__Extracted material__:
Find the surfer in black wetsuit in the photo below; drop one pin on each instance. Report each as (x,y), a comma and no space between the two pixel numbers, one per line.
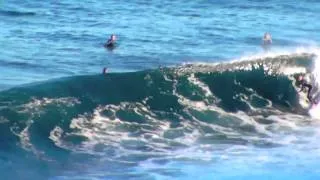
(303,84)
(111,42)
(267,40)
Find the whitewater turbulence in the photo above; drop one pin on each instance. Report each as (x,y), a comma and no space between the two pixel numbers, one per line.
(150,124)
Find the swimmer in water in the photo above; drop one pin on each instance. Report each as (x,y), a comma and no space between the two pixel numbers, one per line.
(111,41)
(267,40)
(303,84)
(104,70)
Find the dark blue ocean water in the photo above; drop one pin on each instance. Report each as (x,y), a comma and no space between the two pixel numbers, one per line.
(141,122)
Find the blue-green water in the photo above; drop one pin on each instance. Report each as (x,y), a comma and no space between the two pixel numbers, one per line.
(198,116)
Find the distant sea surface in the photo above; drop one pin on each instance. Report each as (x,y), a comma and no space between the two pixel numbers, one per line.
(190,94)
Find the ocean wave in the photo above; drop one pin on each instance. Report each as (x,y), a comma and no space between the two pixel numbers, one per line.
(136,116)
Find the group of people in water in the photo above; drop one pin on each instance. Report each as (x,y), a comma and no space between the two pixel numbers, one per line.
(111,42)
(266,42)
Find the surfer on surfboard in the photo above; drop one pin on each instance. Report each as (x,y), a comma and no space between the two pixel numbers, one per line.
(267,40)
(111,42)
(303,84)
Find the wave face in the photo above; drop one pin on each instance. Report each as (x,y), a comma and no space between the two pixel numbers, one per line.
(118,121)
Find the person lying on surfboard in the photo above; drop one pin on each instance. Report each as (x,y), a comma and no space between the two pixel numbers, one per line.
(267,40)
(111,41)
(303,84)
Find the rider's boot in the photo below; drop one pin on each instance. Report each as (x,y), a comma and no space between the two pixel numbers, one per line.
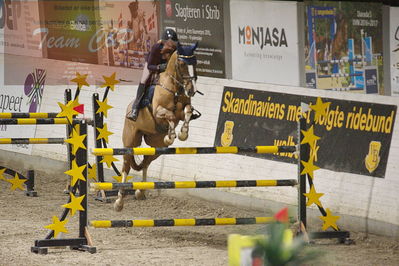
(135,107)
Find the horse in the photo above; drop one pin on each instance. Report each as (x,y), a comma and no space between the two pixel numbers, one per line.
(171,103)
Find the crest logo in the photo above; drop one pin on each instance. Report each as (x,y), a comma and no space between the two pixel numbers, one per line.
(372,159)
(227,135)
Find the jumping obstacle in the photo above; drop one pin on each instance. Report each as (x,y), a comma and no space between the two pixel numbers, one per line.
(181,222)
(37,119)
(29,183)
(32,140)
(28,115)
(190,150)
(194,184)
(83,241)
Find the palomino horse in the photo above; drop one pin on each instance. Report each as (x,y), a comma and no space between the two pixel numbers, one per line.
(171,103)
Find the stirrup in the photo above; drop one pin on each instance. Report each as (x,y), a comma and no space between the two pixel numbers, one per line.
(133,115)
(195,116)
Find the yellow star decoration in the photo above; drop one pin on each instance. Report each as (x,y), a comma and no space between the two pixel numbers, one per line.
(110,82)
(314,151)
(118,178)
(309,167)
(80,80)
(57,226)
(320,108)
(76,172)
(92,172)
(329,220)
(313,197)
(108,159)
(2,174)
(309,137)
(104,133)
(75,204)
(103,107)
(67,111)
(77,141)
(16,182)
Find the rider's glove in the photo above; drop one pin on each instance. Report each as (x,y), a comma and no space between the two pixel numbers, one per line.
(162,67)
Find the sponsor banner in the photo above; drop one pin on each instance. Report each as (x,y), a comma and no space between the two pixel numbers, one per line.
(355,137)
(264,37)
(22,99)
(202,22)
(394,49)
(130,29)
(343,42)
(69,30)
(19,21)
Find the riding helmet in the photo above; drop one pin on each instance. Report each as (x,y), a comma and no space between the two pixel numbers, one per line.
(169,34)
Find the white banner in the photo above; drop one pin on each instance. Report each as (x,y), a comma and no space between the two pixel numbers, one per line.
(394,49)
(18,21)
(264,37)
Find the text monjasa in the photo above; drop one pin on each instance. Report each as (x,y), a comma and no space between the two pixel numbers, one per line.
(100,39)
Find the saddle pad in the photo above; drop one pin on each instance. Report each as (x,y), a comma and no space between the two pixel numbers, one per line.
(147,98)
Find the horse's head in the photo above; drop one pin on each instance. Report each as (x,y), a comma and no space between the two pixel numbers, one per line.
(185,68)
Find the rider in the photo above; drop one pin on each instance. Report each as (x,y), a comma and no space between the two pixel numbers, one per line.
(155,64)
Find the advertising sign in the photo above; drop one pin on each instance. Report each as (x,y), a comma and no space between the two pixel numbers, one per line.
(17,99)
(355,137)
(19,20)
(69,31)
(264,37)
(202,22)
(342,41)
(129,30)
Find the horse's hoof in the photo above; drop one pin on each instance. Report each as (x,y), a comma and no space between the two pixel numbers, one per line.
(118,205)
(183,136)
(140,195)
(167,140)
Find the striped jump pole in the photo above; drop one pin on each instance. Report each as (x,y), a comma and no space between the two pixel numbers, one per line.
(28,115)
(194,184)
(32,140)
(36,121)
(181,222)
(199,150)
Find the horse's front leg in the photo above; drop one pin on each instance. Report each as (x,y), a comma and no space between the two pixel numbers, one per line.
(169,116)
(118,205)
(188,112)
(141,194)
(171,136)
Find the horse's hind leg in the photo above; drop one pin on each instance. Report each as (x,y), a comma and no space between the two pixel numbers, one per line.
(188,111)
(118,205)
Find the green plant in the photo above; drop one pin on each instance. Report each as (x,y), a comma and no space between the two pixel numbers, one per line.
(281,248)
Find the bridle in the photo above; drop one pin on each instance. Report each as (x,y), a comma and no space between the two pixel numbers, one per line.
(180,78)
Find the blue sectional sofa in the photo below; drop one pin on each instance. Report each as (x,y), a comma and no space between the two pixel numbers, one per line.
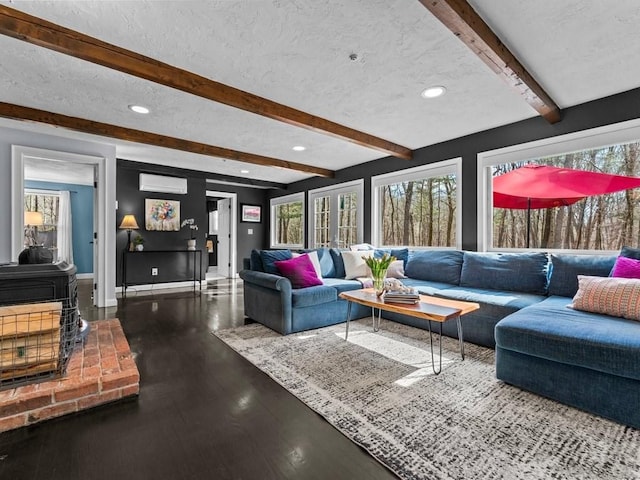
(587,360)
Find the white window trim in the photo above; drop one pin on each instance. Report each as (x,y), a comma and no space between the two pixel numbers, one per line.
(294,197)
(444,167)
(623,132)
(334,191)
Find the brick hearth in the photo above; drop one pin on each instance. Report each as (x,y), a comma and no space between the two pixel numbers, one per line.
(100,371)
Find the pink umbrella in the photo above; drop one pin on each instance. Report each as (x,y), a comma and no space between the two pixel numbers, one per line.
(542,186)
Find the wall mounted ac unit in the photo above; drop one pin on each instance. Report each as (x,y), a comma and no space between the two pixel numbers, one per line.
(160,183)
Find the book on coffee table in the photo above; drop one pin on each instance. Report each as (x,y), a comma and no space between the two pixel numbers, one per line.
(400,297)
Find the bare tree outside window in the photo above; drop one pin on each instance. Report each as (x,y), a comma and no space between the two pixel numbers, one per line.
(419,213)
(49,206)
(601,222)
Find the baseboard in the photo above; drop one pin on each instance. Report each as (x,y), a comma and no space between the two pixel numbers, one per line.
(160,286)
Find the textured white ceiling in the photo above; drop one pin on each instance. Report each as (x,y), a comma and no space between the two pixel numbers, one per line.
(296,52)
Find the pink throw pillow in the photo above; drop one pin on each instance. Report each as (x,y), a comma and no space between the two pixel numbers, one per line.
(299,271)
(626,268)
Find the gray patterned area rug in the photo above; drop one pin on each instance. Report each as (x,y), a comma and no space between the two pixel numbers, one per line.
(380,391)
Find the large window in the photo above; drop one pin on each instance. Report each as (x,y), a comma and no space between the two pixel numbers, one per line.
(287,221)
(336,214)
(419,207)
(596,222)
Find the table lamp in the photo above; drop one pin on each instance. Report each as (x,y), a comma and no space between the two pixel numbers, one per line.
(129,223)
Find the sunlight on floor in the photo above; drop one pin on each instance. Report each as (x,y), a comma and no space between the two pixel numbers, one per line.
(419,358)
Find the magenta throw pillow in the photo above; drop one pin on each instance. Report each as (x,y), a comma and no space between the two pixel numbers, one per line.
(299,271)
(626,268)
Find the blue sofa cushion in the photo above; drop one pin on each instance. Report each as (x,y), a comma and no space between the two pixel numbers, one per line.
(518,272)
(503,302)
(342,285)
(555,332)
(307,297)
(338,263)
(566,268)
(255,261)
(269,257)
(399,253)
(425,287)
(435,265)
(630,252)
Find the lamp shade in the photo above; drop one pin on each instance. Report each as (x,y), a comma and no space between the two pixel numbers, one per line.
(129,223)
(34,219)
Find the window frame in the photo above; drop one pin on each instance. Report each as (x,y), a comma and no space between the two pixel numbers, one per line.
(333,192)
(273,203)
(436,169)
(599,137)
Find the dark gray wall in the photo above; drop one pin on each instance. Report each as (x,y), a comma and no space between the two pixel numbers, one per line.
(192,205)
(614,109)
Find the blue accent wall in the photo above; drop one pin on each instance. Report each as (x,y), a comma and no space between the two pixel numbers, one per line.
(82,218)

__Exercise directions__:
Return verbatim the stretch from the line containing "Find the blue accent" through the end of the records.

__Solution below__:
Find the blue accent wall in the photo above; drop one pin on each instance. Report each as (x,y), a comma and no space between the two pixel numbers, one per line.
(82,218)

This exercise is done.